What the task requires
Say whether each statement agrees with the text on mTOR and muscle growth, giving yes or no and quoting the deciding words of the text: 1. Workouts that use a lot of ATP lower mTOR. 2. The text suggests finishers or cardio on an off day as a way to increase conditioning. 3. Long workouts with short rest periods are recommended for hypertrophy.

Page text
It was also discovered that workouts using a great deal of ATP also lower mTOR, which means we want to use as little energy as possible during maximal tension workouts if the goal is hypertrophy. So we need to recover properly between sets and avoid too much metabolically demanding activity during the workout, otherwise, mTOR will start to shut down, limiting the hypertrophic effect of the workout. Brief workouts with longer rest periods are what we need to do.
Our goal is not to burn muscle, or increase conditioning. We can accomplish that by including some finishers at the end of a workout, or some cardio on an off day. Here we are focusing on muscle growth. Just look at the old-school bodybuilders and how much they rested between sets. They were not doing metcon workouts like CrossFitters. Their goal was to build muscle, not win a race. Their abs were built in the kitchen.

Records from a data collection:
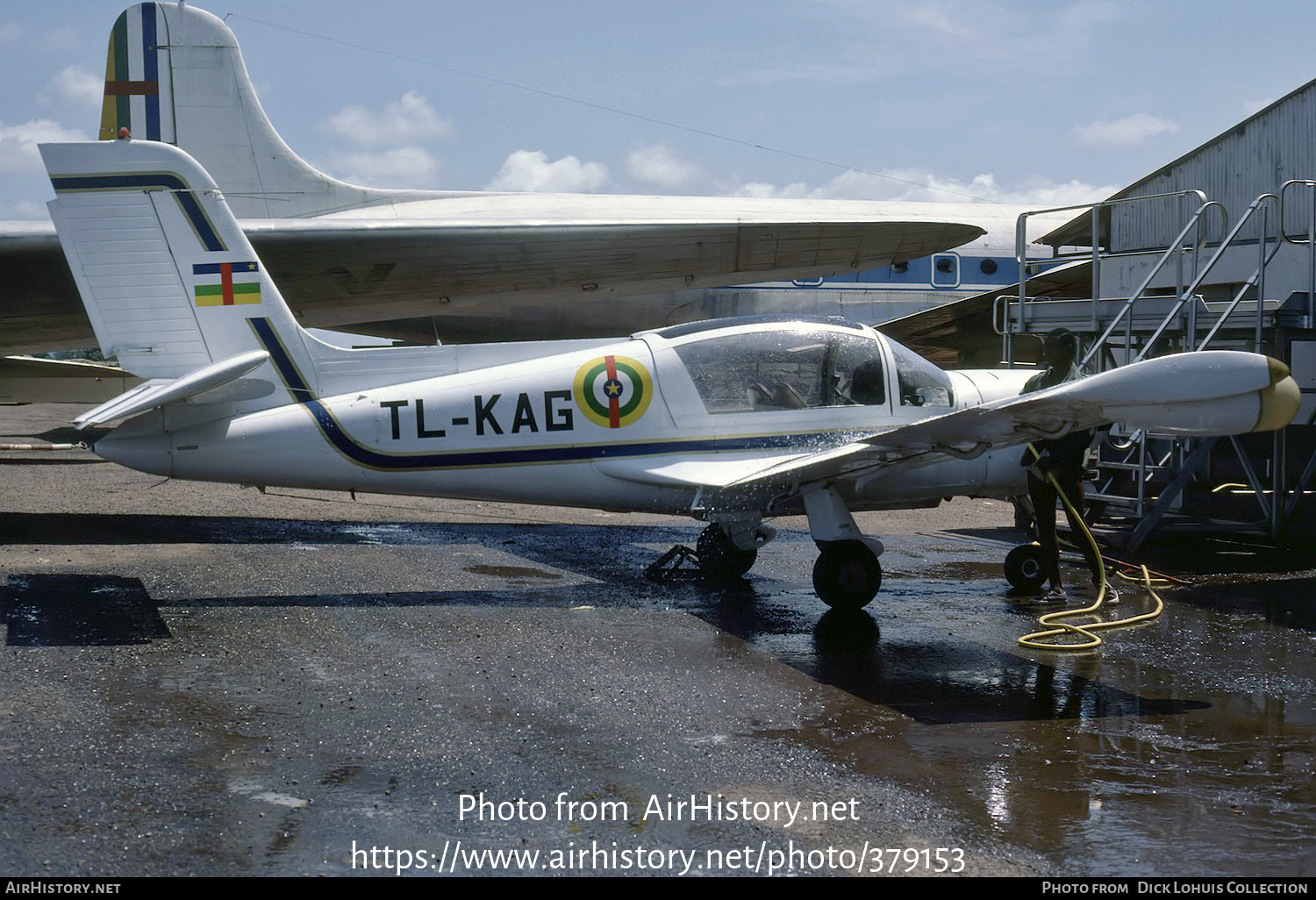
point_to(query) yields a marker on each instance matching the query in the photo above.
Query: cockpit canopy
(802, 366)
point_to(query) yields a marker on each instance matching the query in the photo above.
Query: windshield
(920, 382)
(776, 370)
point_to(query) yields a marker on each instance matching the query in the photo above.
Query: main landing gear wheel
(1024, 568)
(719, 557)
(847, 575)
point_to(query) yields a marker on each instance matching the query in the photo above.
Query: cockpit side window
(779, 370)
(920, 383)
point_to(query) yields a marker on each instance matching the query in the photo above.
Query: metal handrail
(1310, 241)
(1191, 289)
(1094, 208)
(1176, 246)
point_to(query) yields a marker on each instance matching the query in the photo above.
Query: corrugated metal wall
(1253, 158)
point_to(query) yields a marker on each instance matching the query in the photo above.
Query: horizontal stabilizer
(161, 391)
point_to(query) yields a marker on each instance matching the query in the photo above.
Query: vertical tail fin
(170, 282)
(175, 74)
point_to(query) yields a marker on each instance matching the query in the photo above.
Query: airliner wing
(534, 266)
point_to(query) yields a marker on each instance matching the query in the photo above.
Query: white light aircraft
(731, 421)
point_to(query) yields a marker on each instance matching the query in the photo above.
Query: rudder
(175, 74)
(168, 279)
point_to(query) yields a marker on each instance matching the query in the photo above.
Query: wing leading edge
(1195, 394)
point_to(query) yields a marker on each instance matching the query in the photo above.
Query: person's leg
(1073, 487)
(1044, 513)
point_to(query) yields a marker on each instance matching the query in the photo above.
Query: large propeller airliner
(729, 421)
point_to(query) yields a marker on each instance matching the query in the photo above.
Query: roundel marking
(613, 391)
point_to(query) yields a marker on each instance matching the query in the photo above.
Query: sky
(1041, 103)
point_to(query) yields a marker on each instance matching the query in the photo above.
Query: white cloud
(18, 144)
(657, 165)
(531, 170)
(404, 121)
(1250, 108)
(399, 168)
(926, 187)
(1126, 132)
(75, 84)
(26, 210)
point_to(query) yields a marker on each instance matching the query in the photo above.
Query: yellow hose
(1087, 632)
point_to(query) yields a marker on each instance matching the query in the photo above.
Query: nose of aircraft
(147, 453)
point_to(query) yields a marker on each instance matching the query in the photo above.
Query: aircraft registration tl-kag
(731, 421)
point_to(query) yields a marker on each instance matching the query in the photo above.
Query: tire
(719, 558)
(847, 575)
(1024, 568)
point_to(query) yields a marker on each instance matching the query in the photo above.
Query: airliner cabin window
(774, 371)
(920, 383)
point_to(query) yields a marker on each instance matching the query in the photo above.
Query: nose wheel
(1024, 568)
(847, 574)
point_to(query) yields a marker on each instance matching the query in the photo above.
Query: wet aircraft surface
(208, 679)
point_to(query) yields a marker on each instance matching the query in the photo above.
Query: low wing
(531, 266)
(1195, 394)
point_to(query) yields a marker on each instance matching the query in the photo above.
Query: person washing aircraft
(1065, 460)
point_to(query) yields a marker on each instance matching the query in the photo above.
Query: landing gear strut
(719, 557)
(847, 574)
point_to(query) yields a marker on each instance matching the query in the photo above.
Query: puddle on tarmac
(518, 573)
(1186, 746)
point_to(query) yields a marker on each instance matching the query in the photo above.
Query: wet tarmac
(204, 679)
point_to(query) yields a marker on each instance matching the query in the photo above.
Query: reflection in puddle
(513, 573)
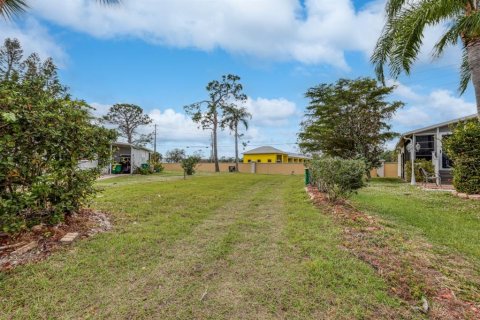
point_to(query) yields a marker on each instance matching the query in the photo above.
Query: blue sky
(161, 54)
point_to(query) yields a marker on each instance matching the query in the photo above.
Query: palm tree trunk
(215, 151)
(473, 51)
(236, 148)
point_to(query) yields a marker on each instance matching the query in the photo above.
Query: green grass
(450, 223)
(209, 247)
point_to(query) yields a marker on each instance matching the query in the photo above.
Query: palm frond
(11, 8)
(465, 72)
(402, 37)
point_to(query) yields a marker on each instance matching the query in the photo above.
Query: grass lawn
(449, 223)
(211, 247)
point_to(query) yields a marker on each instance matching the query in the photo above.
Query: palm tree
(233, 116)
(401, 39)
(10, 8)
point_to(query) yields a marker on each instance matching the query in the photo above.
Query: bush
(339, 178)
(143, 171)
(463, 147)
(419, 163)
(44, 133)
(188, 164)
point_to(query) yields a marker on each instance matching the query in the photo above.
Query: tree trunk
(215, 151)
(236, 148)
(473, 51)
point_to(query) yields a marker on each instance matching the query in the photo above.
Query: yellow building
(272, 155)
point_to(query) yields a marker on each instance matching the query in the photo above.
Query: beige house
(427, 145)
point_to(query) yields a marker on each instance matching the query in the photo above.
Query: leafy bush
(143, 171)
(188, 164)
(158, 167)
(44, 134)
(337, 177)
(419, 163)
(463, 147)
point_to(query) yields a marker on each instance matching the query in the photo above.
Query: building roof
(272, 150)
(442, 124)
(126, 144)
(435, 126)
(265, 150)
(297, 155)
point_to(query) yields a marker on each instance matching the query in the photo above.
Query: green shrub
(44, 134)
(419, 163)
(188, 164)
(143, 171)
(463, 147)
(339, 178)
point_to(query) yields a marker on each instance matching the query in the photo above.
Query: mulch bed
(427, 281)
(39, 242)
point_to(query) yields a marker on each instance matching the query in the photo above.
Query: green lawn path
(209, 247)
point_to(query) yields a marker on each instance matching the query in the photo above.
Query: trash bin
(307, 176)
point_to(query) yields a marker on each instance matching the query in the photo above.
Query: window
(427, 146)
(447, 163)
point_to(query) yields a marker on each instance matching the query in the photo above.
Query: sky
(160, 55)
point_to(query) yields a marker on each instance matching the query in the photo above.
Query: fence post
(307, 176)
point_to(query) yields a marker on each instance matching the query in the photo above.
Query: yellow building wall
(262, 157)
(272, 157)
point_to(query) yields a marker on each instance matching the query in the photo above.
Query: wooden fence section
(388, 170)
(259, 168)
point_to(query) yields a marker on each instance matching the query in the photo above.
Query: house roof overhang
(401, 141)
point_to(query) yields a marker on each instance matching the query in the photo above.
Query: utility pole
(155, 140)
(211, 148)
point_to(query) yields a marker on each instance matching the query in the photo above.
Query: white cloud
(34, 38)
(424, 109)
(271, 112)
(319, 32)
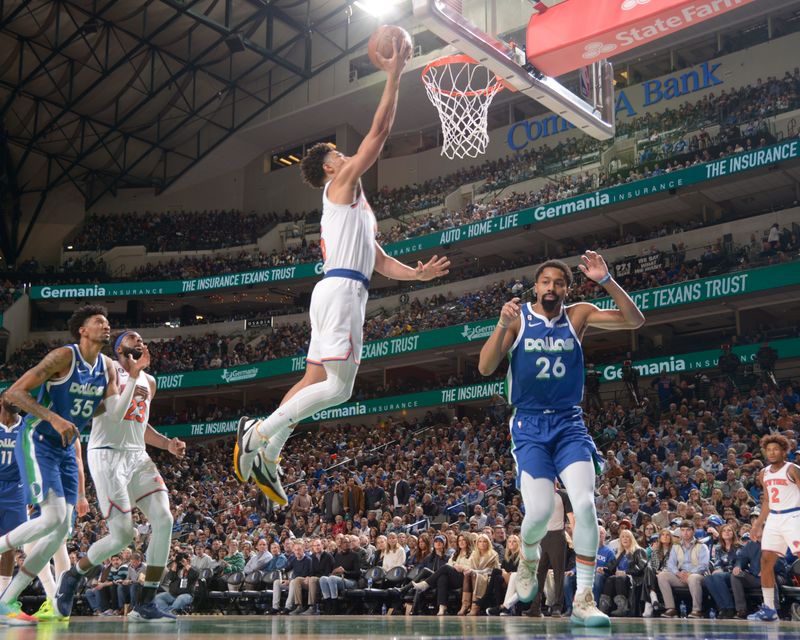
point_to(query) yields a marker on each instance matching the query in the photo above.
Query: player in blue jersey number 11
(542, 341)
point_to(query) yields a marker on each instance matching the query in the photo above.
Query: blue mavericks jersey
(9, 471)
(546, 364)
(74, 397)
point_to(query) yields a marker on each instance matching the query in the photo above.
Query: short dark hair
(775, 438)
(555, 264)
(311, 167)
(79, 318)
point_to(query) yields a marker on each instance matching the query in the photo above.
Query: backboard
(446, 18)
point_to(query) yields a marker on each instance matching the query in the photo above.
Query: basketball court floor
(395, 628)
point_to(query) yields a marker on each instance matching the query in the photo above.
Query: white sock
(531, 552)
(45, 575)
(584, 572)
(17, 586)
(61, 560)
(769, 596)
(48, 582)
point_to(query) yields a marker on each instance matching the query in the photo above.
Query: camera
(628, 374)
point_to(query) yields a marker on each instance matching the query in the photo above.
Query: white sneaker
(527, 583)
(246, 449)
(585, 611)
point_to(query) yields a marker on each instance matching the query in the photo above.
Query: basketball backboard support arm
(596, 120)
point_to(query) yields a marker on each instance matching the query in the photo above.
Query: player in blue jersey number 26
(549, 438)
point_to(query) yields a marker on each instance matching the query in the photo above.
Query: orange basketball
(381, 42)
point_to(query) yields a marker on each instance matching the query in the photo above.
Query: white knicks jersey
(127, 435)
(347, 235)
(782, 491)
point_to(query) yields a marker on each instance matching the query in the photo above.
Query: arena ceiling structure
(105, 94)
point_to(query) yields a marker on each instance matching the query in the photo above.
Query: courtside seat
(789, 593)
(269, 579)
(253, 588)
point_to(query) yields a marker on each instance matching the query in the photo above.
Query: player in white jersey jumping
(125, 476)
(350, 253)
(778, 523)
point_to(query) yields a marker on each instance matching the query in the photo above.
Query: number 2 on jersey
(558, 369)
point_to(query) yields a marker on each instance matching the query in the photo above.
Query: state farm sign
(578, 32)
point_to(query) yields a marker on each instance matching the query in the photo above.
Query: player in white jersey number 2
(778, 523)
(350, 253)
(125, 477)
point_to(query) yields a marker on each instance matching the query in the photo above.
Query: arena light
(377, 8)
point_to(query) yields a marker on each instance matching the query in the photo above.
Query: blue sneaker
(68, 584)
(764, 614)
(150, 613)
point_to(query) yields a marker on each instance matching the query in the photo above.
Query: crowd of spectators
(681, 470)
(679, 138)
(212, 351)
(173, 231)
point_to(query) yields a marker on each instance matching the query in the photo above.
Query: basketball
(381, 42)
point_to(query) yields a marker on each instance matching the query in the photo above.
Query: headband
(119, 340)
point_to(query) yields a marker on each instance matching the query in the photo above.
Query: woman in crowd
(450, 576)
(509, 574)
(649, 531)
(422, 551)
(658, 554)
(625, 575)
(394, 555)
(723, 559)
(482, 561)
(380, 550)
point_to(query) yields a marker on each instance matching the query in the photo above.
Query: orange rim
(460, 58)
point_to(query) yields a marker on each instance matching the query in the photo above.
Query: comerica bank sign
(703, 77)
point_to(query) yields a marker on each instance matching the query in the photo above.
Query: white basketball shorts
(122, 478)
(338, 308)
(782, 530)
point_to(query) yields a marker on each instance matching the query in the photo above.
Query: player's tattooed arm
(626, 316)
(55, 364)
(116, 402)
(758, 525)
(175, 446)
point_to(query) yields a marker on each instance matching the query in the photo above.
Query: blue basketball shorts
(44, 466)
(544, 443)
(12, 506)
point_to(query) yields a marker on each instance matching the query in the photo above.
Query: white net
(462, 91)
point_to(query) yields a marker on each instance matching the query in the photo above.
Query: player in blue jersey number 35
(549, 438)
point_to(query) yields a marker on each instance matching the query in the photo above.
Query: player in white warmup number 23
(350, 253)
(125, 477)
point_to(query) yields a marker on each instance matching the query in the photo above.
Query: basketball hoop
(461, 89)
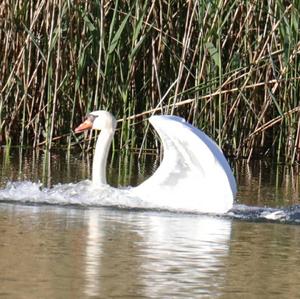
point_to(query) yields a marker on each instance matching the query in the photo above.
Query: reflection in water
(185, 251)
(154, 255)
(93, 253)
(66, 252)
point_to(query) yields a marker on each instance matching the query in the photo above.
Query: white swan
(194, 174)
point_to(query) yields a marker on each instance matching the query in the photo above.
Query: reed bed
(231, 67)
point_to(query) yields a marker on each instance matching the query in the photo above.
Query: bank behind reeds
(229, 67)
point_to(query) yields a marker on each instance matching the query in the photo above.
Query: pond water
(55, 243)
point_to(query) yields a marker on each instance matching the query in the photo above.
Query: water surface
(63, 250)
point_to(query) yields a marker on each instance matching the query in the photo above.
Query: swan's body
(193, 173)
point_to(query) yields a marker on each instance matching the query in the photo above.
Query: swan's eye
(91, 117)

Answer space
1. Yes: "workouts using a great deal of ATP also lower mTOR"
2. Yes: "We can accomplish that by including some finishers at the end of a workout, or some cardio on an off day."
3. No: "Brief workouts with longer rest periods are what we need to do."